(DATA SHOWN)
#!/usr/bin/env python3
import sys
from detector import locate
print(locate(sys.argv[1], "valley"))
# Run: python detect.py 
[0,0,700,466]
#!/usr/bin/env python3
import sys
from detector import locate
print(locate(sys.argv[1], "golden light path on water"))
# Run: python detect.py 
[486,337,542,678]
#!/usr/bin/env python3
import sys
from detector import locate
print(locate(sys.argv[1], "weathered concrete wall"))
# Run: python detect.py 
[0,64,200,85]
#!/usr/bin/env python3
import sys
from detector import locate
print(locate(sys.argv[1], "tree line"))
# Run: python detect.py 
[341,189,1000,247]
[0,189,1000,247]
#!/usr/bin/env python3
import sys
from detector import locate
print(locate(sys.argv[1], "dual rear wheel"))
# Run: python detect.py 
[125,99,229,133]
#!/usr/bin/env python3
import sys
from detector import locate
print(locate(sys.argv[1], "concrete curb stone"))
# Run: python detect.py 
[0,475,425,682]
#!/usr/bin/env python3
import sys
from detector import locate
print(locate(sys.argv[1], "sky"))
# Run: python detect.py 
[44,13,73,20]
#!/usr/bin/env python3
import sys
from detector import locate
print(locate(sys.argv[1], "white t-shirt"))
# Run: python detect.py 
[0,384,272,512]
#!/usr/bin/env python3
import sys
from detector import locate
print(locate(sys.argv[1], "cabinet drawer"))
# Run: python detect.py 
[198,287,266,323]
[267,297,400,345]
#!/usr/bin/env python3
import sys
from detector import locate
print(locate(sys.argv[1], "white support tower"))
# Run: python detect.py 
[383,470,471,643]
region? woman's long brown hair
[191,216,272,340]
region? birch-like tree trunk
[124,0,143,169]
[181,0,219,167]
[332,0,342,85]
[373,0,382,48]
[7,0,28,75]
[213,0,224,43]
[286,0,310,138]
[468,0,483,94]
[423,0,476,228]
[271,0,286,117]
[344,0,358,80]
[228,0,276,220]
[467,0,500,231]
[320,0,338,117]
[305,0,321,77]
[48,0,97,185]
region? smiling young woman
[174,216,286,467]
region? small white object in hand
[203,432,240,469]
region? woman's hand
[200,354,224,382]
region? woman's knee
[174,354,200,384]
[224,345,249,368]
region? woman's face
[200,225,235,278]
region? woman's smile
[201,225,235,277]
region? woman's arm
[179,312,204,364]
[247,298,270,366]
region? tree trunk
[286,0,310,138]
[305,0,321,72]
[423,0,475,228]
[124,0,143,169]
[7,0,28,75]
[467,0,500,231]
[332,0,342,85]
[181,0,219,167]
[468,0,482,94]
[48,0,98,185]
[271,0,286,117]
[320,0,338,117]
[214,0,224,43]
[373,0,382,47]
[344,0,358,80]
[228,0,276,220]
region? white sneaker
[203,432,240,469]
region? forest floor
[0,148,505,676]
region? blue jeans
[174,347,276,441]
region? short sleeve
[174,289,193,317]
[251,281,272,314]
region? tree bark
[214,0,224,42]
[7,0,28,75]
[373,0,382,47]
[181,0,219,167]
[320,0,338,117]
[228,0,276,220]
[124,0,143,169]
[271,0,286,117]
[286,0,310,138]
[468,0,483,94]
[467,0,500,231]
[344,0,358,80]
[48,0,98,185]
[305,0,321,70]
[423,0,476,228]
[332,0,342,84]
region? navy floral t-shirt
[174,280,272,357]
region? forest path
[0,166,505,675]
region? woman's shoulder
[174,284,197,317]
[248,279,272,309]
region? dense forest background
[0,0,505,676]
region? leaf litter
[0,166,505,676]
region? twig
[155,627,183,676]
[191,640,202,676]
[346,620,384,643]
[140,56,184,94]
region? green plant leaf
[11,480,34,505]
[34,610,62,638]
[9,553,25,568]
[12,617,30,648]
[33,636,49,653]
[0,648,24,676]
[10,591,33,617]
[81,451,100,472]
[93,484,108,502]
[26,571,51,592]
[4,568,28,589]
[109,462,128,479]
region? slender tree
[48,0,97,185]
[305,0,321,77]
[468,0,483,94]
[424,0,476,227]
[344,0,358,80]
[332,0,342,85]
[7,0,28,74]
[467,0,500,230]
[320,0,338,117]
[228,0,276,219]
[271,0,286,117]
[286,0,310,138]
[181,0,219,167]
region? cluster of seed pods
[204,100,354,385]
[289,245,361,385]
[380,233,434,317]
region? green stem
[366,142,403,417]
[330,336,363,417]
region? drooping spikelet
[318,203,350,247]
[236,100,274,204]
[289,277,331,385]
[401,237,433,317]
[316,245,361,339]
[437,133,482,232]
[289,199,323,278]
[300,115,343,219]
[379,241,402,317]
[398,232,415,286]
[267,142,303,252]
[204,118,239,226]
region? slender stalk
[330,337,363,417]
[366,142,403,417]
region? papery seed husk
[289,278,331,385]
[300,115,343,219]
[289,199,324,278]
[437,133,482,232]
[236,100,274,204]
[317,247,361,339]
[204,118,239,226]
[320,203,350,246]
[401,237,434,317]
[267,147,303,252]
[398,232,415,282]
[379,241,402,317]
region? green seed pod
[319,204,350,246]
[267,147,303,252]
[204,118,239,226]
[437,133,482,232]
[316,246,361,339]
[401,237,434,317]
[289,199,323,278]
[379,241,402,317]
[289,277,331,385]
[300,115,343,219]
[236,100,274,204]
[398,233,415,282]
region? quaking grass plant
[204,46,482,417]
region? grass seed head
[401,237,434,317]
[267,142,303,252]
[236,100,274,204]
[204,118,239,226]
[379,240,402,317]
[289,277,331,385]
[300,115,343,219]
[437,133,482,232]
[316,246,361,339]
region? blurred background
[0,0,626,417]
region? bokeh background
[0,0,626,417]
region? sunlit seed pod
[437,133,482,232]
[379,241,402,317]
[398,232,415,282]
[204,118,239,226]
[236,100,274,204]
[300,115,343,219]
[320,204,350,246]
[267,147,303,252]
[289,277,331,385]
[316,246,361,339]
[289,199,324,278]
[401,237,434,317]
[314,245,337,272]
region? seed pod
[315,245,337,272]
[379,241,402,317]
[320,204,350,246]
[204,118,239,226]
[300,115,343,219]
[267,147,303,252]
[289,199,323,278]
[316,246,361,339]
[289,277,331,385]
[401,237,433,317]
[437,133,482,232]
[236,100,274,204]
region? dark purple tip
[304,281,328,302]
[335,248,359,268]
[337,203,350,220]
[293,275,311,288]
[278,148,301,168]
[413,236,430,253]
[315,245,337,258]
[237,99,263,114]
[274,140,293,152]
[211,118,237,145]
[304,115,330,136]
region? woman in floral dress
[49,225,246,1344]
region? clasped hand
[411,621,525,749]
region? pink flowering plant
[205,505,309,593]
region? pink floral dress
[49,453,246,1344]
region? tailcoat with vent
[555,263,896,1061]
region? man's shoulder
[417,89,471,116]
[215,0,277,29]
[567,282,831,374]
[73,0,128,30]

(EXERCISE DETAILS) Express the whole listing above as a Markdown table with the columns No. and Line. Give each line its own row in order and leave out blank lines.

(TASK OUTPUT)
| No. | Line |
|---|---|
| 1 | #!/usr/bin/env python3 |
| 2 | import sys |
| 3 | from detector import locate |
| 4 | print(locate(sys.argv[1], "valley")) |
| 5 | # Run: python detect.py  |
| 6 | [0,0,700,466] |
| 7 | #!/usr/bin/env python3 |
| 8 | import sys |
| 9 | from detector import locate |
| 10 | print(locate(sys.argv[1], "golden light path on water")) |
| 11 | # Run: python detect.py  |
| 12 | [486,337,542,678] |
| 13 | #!/usr/bin/env python3 |
| 14 | import sys |
| 15 | from detector import locate |
| 16 | print(locate(sys.argv[1], "weathered concrete wall")) |
| 17 | # Run: python detect.py  |
| 18 | [0,64,200,85] |
| 19 | #!/usr/bin/env python3 |
| 20 | import sys |
| 21 | from detector import locate |
| 22 | print(locate(sys.argv[1], "tree line")) |
| 23 | # Run: python detect.py  |
| 24 | [341,189,1000,247] |
| 25 | [0,189,1000,247] |
| 26 | #!/usr/bin/env python3 |
| 27 | import sys |
| 28 | from detector import locate |
| 29 | print(locate(sys.argv[1], "dual rear wheel")) |
| 30 | # Run: python detect.py  |
| 31 | [125,99,229,133] |
| 32 | #!/usr/bin/env python3 |
| 33 | import sys |
| 34 | from detector import locate |
| 35 | print(locate(sys.argv[1], "concrete curb stone")) |
| 36 | # Run: python detect.py  |
| 37 | [0,475,425,682] |
| 38 | #!/usr/bin/env python3 |
| 39 | import sys |
| 40 | from detector import locate |
| 41 | print(locate(sys.argv[1], "sky")) |
| 42 | # Run: python detect.py  |
| 43 | [44,13,73,20] |
| 44 | #!/usr/bin/env python3 |
| 45 | import sys |
| 46 | from detector import locate |
| 47 | print(locate(sys.argv[1], "white t-shirt")) |
| 48 | # Run: python detect.py  |
| 49 | [0,384,272,512] |
| 50 | #!/usr/bin/env python3 |
| 51 | import sys |
| 52 | from detector import locate |
| 53 | print(locate(sys.argv[1], "cabinet drawer")) |
| 54 | # Run: python detect.py  |
| 55 | [198,287,266,323] |
| 56 | [267,297,400,345] |
| 57 | #!/usr/bin/env python3 |
| 58 | import sys |
| 59 | from detector import locate |
| 60 | print(locate(sys.argv[1], "white support tower")) |
| 61 | # Run: python detect.py  |
| 62 | [383,470,471,643] |
| 63 | region? woman's long brown hair |
| 64 | [191,216,272,340] |
| 65 | region? birch-like tree trunk |
| 66 | [124,0,143,169] |
| 67 | [181,0,219,167] |
| 68 | [332,0,342,85] |
| 69 | [373,0,382,48] |
| 70 | [7,0,28,75] |
| 71 | [213,0,224,43] |
| 72 | [286,0,310,138] |
| 73 | [468,0,483,94] |
| 74 | [423,0,476,228] |
| 75 | [271,0,286,117] |
| 76 | [344,0,358,80] |
| 77 | [228,0,276,220] |
| 78 | [467,0,500,231] |
| 79 | [320,0,338,117] |
| 80 | [305,0,321,77] |
| 81 | [48,0,97,185] |
| 82 | region? smiling young woman |
| 83 | [174,216,286,467] |
| 84 | region? small white object in hand |
| 85 | [203,432,240,469] |
| 86 | region? woman's hand |
| 87 | [200,354,224,382] |
| 88 | region? woman's knee |
| 89 | [174,354,200,384] |
| 90 | [224,345,249,368] |
| 91 | region? woman's face |
| 92 | [200,225,235,278] |
| 93 | region? woman's smile |
| 94 | [201,225,235,277] |
| 95 | region? woman's arm |
| 96 | [179,312,204,364] |
| 97 | [247,298,270,366] |
| 98 | region? tree trunk |
| 99 | [286,0,310,138] |
| 100 | [305,0,321,72] |
| 101 | [423,0,475,228] |
| 102 | [124,0,143,169] |
| 103 | [7,0,28,75] |
| 104 | [467,0,500,231] |
| 105 | [332,0,342,85] |
| 106 | [181,0,219,167] |
| 107 | [468,0,482,94] |
| 108 | [48,0,98,185] |
| 109 | [271,0,286,117] |
| 110 | [320,0,338,117] |
| 111 | [214,0,224,43] |
| 112 | [373,0,382,47] |
| 113 | [344,0,358,80] |
| 114 | [228,0,276,220] |
| 115 | region? white sneaker |
| 116 | [203,432,240,469] |
| 117 | region? forest floor |
| 118 | [0,148,505,676] |
| 119 | region? blue jeans |
| 120 | [174,347,276,441] |
| 121 | region? short sleeve |
| 122 | [174,289,193,317] |
| 123 | [251,281,272,314] |
| 124 | region? tree bark |
| 125 | [214,0,224,42] |
| 126 | [7,0,28,75] |
| 127 | [373,0,382,47] |
| 128 | [181,0,219,167] |
| 129 | [320,0,338,117] |
| 130 | [228,0,276,220] |
| 131 | [124,0,143,169] |
| 132 | [271,0,286,117] |
| 133 | [286,0,310,138] |
| 134 | [468,0,483,94] |
| 135 | [467,0,500,231] |
| 136 | [344,0,358,80] |
| 137 | [48,0,98,185] |
| 138 | [305,0,321,70] |
| 139 | [423,0,476,228] |
| 140 | [332,0,342,84] |
| 141 | region? navy floral t-shirt |
| 142 | [174,280,272,357] |
| 143 | region? forest path |
| 144 | [0,166,505,675] |
| 145 | region? woman's shoulder |
| 146 | [174,284,197,317] |
| 147 | [248,279,272,309] |
| 148 | region? dense forest background |
| 149 | [0,0,505,676] |
| 150 | region? leaf litter |
| 151 | [0,166,505,676] |
| 152 | region? twig |
| 153 | [155,627,183,676] |
| 154 | [191,640,202,676] |
| 155 | [346,620,384,643] |
| 156 | [140,56,184,94] |
| 157 | region? green plant leaf |
| 158 | [11,480,34,505] |
| 159 | [34,610,62,638] |
| 160 | [9,553,25,568] |
| 161 | [12,617,30,648] |
| 162 | [33,636,49,653] |
| 163 | [0,648,24,676] |
| 164 | [10,591,33,617] |
| 165 | [81,451,100,472] |
| 166 | [93,484,108,502] |
| 167 | [26,571,51,592] |
| 168 | [4,568,28,589] |
| 169 | [109,462,128,479] |
| 170 | region? slender tree |
| 171 | [48,0,97,185] |
| 172 | [305,0,321,77] |
| 173 | [468,0,483,94] |
| 174 | [424,0,476,227] |
| 175 | [344,0,358,80] |
| 176 | [332,0,342,85] |
| 177 | [7,0,28,74] |
| 178 | [467,0,500,230] |
| 179 | [320,0,338,117] |
| 180 | [228,0,276,219] |
| 181 | [271,0,286,117] |
| 182 | [286,0,310,138] |
| 183 | [181,0,219,167] |
| 184 | region? cluster of seed pods |
| 185 | [204,100,354,385] |
| 186 | [289,245,361,385] |
| 187 | [380,233,434,317] |
| 188 | region? green stem |
| 189 | [366,142,403,417] |
| 190 | [330,336,363,417] |
| 191 | region? drooping spikelet |
| 192 | [318,203,350,247] |
| 193 | [236,100,274,204] |
| 194 | [289,277,331,385] |
| 195 | [401,237,433,317] |
| 196 | [316,245,361,339] |
| 197 | [437,133,482,232] |
| 198 | [289,199,323,278] |
| 199 | [300,115,343,219] |
| 200 | [379,241,402,317] |
| 201 | [398,232,415,286] |
| 202 | [267,142,303,252] |
| 203 | [204,118,239,226] |
| 204 | region? slender stalk |
| 205 | [330,337,363,417] |
| 206 | [366,142,403,417] |
| 207 | region? papery seed husk |
| 208 | [289,278,331,385] |
| 209 | [300,115,343,219] |
| 210 | [289,199,324,278] |
| 211 | [437,133,482,232] |
| 212 | [236,100,274,204] |
| 213 | [317,247,361,339] |
| 214 | [204,118,239,226] |
| 215 | [320,203,350,246] |
| 216 | [401,237,434,317] |
| 217 | [267,147,303,252] |
| 218 | [398,232,415,282] |
| 219 | [379,241,402,317] |
| 220 | region? green seed pod |
| 221 | [319,204,350,246] |
| 222 | [267,147,303,252] |
| 223 | [204,118,239,226] |
| 224 | [437,133,482,232] |
| 225 | [316,246,361,339] |
| 226 | [401,237,434,317] |
| 227 | [289,199,323,278] |
| 228 | [379,241,402,317] |
| 229 | [289,277,331,385] |
| 230 | [300,115,343,219] |
| 231 | [236,100,274,204] |
| 232 | [398,233,415,282] |
| 233 | region? quaking grass plant |
| 234 | [204,46,482,417] |
| 235 | region? grass seed head |
| 236 | [401,237,434,317] |
| 237 | [267,142,303,252] |
| 238 | [236,100,274,204] |
| 239 | [204,118,239,226] |
| 240 | [379,240,402,317] |
| 241 | [289,277,331,385] |
| 242 | [300,115,343,219] |
| 243 | [437,133,482,232] |
| 244 | [316,246,361,339] |
| 245 | region? blurred background |
| 246 | [0,0,626,417] |
| 247 | region? bokeh background |
| 248 | [0,0,626,417] |
| 249 | region? sunlit seed pod |
| 250 | [437,133,482,232] |
| 251 | [379,241,402,317] |
| 252 | [398,232,415,282] |
| 253 | [204,118,239,226] |
| 254 | [236,100,274,204] |
| 255 | [300,115,343,219] |
| 256 | [320,204,350,246] |
| 257 | [267,147,303,252] |
| 258 | [289,277,331,385] |
| 259 | [316,246,361,339] |
| 260 | [289,199,324,278] |
| 261 | [401,237,434,317] |
| 262 | [314,245,337,272] |
| 263 | region? seed pod |
| 264 | [315,245,337,272] |
| 265 | [379,241,402,317] |
| 266 | [320,204,350,246] |
| 267 | [204,118,239,226] |
| 268 | [300,115,343,219] |
| 269 | [267,147,303,252] |
| 270 | [289,199,323,278] |
| 271 | [316,246,361,339] |
| 272 | [289,277,331,385] |
| 273 | [401,237,433,317] |
| 274 | [437,133,482,232] |
| 275 | [236,100,274,204] |
| 276 | region? dark purple tip |
| 277 | [304,281,328,302] |
| 278 | [335,248,359,268] |
| 279 | [337,203,350,220] |
| 280 | [293,275,311,288] |
| 281 | [278,148,301,168] |
| 282 | [413,236,430,253] |
| 283 | [315,245,337,258] |
| 284 | [237,99,263,114] |
| 285 | [274,140,293,152] |
| 286 | [211,118,237,145] |
| 287 | [304,115,330,136] |
| 288 | region? woman in floral dress |
| 289 | [49,225,246,1344] |
| 290 | region? clasped hand |
| 291 | [411,621,525,749] |
| 292 | region? pink flowering plant |
| 293 | [205,505,309,593] |
| 294 | region? pink floral dress |
| 295 | [49,453,246,1344] |
| 296 | region? tailcoat with vent |
| 297 | [555,263,896,1061] |
| 298 | region? man's shoulder |
| 299 | [417,89,471,116] |
| 300 | [215,0,277,29] |
| 301 | [567,282,831,374] |
| 302 | [73,0,128,30] |